Data section —
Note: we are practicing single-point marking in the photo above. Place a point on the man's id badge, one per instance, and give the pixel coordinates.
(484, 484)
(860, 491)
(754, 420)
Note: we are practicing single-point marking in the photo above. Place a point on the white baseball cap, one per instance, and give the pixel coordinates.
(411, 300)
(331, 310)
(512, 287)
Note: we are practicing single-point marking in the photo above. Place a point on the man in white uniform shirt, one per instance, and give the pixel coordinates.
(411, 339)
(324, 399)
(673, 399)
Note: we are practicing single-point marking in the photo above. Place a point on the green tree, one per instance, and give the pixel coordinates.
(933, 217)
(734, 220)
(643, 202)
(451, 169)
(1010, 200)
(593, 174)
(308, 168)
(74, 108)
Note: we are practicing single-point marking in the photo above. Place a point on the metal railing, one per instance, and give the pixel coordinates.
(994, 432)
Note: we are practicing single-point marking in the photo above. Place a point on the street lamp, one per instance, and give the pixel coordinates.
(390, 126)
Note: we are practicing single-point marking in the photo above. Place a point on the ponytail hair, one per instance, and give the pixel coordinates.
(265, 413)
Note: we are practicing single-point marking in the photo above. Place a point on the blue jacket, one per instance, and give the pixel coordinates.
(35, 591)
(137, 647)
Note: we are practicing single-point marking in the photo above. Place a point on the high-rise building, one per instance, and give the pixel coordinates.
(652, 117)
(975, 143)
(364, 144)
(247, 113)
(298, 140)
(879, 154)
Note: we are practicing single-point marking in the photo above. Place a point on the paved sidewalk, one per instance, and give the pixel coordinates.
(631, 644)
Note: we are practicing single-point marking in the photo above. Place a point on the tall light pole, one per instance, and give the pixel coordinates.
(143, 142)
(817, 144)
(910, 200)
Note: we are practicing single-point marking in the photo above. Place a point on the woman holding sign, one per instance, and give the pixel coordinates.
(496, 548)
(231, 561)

Given task —
Each line above must be reproduced exactly as it stands.

Answer to this problem —
Note: we are practicing single-point marking in the photo above. Place a point on the man's id badge, one per instance, and give the pixel coordinates.
(484, 484)
(860, 491)
(754, 420)
Note: we are practicing single-point marking in the photo above. Place a point on the white baseball cap, one per instance, and give the pixel coordinates.
(411, 300)
(331, 310)
(512, 287)
Note: we are practicing single-point marking in the photo above. Place a point on the man in white uniform shirt, one per instance, and give the pixel coordinates.
(411, 339)
(324, 399)
(673, 399)
Note: we are practicing single-point marking in the photo above. Place a point on the green tree, one per instance, and give the pixel coordinates.
(933, 217)
(734, 220)
(643, 202)
(451, 169)
(1010, 200)
(593, 174)
(308, 168)
(74, 108)
Note: we are practicing single-point marking in the photo above. Place a point on the metal railing, one per instance, and give the pixel coordinates.
(994, 432)
Note: we are practicing single-point marking in the photo above. Place a point on the street lamp, one per instance, and give the pixel coordinates.
(390, 126)
Note: we are practicing single-point marking in the photo above. Place a point on the ponytail hair, one per instance, and give the pixel coordinates.
(265, 413)
Note: we are practicing single-point marking in the photo above. Place a point on the blue jacket, one per instance, and give the pixel coordinates.
(35, 591)
(137, 647)
Note: we are practicing single-point marking in the photo above. Place a point on the high-rise building, one per instance, and give the pixel coordinates.
(652, 117)
(975, 143)
(364, 144)
(247, 113)
(298, 140)
(879, 154)
Note: we are practicing single-point marking in the photo above. Place a point on the paved sidewalk, one per instance, and give the pixel coordinates.
(631, 644)
Note: we are practicing single-point marking in the photo above. Place a point on the tall light pole, one per instance, and give the pixel coordinates.
(143, 142)
(817, 144)
(910, 200)
Note: we are practicing single-point marking in the photo above. Place a point on the woman holding sign, one per instance, and give the pixel coordinates.
(496, 548)
(231, 561)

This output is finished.